* WORK REQUEST *
If a line of the material holds the string "distance", please copy it.

-----

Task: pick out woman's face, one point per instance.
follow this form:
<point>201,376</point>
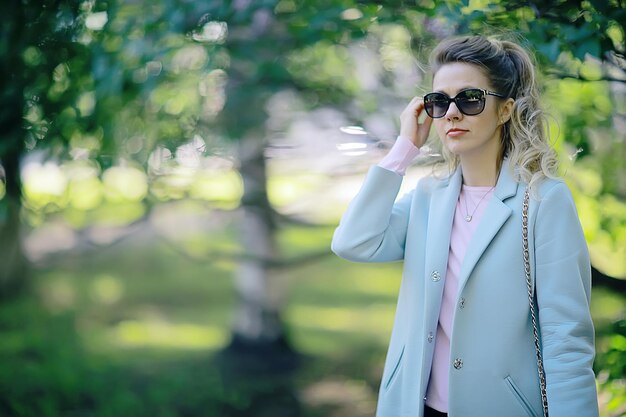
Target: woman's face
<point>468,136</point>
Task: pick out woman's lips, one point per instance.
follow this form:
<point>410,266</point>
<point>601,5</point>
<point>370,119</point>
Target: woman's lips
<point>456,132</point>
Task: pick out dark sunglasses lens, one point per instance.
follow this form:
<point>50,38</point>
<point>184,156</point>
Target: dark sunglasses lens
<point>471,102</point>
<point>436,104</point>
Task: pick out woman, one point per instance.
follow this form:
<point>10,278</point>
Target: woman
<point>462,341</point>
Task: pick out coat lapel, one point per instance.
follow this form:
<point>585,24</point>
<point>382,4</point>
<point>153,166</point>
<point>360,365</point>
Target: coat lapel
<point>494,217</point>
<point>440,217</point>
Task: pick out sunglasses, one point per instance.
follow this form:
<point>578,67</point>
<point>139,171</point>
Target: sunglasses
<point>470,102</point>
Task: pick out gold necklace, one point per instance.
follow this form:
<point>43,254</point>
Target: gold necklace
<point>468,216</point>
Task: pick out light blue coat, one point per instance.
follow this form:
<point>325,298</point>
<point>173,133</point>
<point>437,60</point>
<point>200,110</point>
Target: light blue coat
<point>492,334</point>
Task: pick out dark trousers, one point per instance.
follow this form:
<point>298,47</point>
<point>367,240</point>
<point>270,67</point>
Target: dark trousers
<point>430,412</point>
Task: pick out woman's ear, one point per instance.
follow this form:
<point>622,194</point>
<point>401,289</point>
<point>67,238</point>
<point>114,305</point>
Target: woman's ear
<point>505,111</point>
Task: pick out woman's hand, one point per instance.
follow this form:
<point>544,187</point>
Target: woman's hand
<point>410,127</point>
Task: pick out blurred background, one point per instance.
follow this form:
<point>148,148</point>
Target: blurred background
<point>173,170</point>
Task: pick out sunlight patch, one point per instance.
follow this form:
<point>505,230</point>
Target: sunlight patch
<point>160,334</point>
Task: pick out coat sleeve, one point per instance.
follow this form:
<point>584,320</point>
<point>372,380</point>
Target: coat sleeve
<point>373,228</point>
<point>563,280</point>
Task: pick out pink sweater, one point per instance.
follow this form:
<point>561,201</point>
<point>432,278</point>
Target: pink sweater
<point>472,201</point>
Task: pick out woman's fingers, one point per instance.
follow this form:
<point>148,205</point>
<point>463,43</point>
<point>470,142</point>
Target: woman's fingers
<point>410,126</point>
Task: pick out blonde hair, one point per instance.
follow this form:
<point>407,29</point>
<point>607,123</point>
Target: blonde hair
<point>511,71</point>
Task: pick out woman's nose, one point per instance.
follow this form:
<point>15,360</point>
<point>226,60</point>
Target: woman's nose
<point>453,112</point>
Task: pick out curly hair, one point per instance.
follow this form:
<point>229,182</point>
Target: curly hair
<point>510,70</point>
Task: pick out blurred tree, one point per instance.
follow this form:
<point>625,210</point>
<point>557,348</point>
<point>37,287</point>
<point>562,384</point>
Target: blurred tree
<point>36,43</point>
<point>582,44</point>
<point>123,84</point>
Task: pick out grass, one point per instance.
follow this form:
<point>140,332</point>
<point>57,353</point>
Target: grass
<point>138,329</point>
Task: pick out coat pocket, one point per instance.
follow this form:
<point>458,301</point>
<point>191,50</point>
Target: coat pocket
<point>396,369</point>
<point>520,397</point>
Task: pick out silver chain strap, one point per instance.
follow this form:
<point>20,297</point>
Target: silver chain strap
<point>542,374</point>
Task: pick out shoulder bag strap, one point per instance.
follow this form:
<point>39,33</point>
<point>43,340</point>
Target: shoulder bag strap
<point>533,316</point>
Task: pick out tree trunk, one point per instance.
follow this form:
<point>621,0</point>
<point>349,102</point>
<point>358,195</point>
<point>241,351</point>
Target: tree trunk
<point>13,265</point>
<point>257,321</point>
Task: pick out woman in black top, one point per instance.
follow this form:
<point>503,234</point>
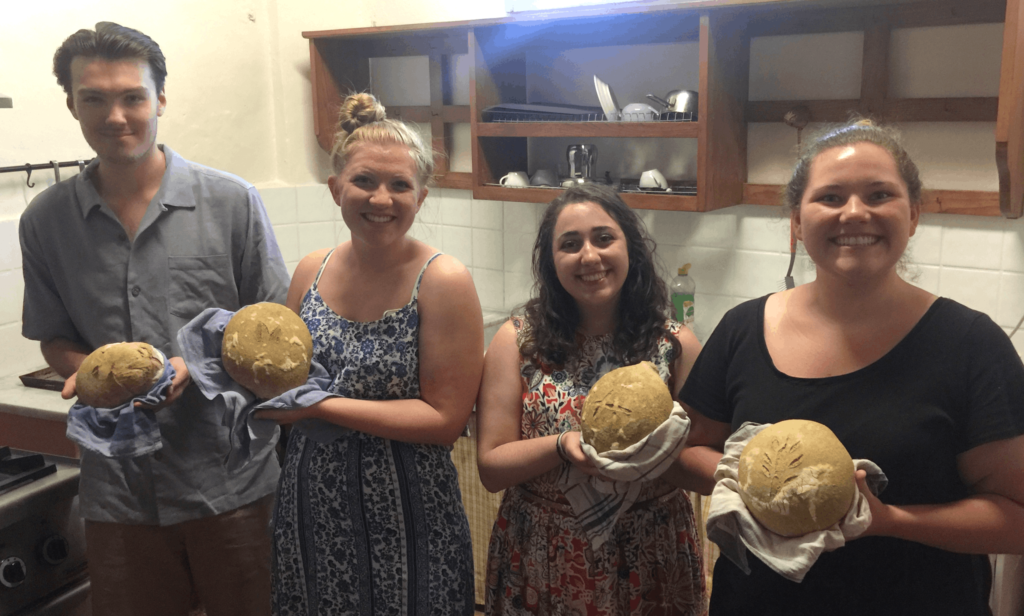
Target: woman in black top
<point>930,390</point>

-----

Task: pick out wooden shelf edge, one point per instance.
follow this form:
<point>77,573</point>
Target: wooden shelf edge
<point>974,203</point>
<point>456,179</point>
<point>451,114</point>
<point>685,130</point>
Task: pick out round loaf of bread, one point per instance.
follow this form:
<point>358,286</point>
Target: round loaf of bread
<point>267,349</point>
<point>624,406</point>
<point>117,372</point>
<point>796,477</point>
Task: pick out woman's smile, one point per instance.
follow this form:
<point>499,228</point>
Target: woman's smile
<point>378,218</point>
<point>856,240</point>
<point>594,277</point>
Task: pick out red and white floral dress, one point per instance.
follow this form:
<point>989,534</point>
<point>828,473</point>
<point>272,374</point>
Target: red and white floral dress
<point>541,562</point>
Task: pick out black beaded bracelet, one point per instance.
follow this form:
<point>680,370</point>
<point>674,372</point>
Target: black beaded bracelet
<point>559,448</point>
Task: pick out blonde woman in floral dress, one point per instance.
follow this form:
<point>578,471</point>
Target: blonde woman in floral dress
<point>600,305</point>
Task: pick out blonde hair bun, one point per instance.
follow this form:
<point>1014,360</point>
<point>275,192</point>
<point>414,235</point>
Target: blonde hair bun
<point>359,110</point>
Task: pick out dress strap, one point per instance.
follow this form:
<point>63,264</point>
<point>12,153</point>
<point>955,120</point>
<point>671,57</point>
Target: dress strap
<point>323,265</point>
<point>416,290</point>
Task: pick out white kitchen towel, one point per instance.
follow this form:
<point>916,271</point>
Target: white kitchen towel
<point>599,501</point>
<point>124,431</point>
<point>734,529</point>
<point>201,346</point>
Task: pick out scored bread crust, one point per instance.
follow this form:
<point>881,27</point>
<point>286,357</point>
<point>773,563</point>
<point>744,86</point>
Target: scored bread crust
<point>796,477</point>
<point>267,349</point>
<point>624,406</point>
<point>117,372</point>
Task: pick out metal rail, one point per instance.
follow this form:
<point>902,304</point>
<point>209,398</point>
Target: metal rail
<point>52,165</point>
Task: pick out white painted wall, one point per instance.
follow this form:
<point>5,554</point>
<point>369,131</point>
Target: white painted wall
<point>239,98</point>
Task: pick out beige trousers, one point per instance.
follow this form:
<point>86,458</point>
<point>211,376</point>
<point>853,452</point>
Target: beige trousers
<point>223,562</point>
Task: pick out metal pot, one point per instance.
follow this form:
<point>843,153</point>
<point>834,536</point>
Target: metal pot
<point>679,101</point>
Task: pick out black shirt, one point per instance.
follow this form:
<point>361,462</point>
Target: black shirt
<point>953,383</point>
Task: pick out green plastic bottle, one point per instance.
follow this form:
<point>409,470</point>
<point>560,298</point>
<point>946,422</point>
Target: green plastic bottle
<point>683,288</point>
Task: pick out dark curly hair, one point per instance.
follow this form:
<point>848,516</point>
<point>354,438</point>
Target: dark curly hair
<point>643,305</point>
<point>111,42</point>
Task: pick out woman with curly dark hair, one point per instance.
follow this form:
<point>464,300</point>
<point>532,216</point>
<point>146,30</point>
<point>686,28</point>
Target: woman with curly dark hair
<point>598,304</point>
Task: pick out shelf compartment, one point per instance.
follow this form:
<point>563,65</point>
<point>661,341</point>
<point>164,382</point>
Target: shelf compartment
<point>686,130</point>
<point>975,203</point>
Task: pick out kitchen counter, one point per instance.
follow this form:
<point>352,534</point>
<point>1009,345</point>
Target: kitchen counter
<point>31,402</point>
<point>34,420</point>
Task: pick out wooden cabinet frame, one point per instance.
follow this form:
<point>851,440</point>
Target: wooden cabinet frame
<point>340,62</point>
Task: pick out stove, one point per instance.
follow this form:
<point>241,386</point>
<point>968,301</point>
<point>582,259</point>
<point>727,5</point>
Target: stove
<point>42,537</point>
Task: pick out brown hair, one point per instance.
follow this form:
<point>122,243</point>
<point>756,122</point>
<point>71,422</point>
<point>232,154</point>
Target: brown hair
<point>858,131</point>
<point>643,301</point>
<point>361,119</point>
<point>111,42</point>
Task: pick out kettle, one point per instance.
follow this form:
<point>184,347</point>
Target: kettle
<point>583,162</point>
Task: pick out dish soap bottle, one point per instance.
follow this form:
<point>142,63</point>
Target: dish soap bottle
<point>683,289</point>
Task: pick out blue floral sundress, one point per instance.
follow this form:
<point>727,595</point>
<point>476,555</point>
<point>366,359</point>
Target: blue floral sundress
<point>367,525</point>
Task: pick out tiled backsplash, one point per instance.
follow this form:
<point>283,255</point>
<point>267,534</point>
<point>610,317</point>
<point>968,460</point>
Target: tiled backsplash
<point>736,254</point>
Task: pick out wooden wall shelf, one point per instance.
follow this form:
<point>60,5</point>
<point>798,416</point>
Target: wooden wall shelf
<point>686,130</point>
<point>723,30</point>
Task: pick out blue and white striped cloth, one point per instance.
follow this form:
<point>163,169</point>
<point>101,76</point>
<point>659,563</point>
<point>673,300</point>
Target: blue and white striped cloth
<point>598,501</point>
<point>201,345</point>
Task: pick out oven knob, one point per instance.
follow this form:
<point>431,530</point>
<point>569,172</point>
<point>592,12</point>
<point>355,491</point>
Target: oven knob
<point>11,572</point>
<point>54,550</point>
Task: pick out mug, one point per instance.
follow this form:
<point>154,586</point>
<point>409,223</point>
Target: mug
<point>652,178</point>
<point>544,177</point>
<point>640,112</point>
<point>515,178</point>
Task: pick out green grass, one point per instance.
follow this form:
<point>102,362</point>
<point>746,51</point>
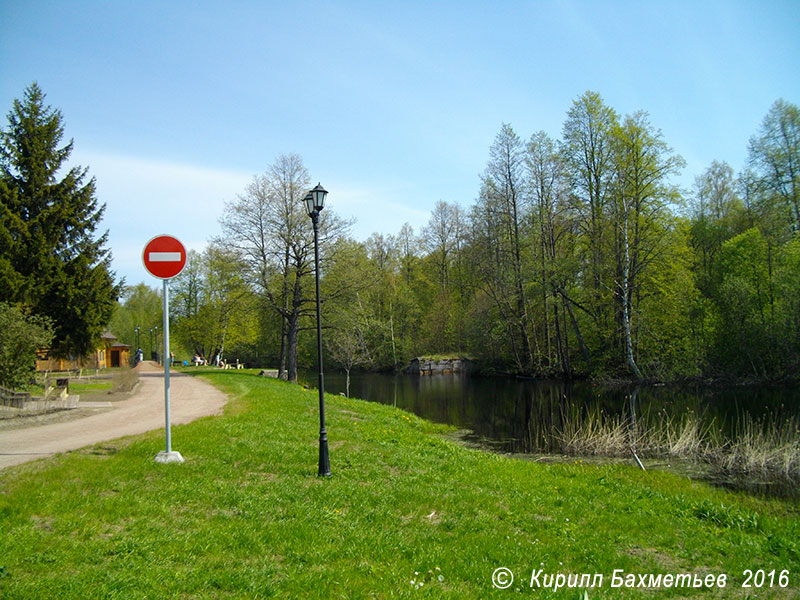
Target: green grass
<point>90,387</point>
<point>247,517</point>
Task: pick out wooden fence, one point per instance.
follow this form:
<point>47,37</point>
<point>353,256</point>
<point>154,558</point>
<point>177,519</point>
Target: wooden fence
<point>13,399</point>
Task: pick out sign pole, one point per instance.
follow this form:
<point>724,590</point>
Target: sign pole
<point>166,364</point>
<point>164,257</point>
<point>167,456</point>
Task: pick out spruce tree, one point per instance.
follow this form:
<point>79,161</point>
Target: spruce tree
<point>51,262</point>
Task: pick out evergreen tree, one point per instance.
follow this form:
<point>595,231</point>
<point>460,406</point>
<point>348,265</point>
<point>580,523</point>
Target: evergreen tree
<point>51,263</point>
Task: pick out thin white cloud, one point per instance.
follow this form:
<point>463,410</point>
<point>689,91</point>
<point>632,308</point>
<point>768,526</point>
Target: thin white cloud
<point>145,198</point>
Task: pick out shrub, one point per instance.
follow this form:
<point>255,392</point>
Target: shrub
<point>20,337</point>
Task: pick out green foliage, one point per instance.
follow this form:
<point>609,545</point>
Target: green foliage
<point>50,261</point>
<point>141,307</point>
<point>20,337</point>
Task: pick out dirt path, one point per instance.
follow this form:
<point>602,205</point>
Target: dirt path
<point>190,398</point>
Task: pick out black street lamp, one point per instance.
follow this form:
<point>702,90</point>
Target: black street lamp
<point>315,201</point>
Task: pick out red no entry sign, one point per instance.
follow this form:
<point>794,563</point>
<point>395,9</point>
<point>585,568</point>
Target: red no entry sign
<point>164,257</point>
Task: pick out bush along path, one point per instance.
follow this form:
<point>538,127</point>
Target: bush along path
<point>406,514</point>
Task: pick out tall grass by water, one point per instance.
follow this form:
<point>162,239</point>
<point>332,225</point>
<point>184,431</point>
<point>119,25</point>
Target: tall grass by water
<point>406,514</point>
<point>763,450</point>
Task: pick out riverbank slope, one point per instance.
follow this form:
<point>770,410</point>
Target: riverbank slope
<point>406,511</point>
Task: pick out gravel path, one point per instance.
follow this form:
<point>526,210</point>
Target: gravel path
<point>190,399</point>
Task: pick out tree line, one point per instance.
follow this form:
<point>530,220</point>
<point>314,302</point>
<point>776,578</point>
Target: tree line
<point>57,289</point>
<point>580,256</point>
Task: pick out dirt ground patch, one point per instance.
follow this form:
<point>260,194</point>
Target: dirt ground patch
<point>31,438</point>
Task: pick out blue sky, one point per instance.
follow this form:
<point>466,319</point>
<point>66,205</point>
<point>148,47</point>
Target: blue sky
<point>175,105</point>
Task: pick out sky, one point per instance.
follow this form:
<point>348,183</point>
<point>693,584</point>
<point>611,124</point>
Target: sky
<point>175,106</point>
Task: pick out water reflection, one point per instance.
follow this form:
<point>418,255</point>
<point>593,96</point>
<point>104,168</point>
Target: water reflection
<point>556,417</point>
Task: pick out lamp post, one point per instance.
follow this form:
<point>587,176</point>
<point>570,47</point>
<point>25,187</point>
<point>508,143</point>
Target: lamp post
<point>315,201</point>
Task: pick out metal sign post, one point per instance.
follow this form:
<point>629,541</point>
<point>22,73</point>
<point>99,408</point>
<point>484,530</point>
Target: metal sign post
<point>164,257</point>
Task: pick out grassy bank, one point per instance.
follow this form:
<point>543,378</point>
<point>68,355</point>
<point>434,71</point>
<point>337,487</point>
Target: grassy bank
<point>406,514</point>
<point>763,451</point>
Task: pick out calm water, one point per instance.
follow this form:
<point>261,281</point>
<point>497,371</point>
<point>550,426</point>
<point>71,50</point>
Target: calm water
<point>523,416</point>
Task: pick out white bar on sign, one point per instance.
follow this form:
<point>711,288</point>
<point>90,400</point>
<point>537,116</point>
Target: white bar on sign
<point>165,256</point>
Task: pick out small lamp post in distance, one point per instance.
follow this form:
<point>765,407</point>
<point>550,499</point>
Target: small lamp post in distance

-----

* SOLUTION TO THIS EXERCISE *
Task: pick out small lamp post in distance, one point per instance.
Target: small lamp post in distance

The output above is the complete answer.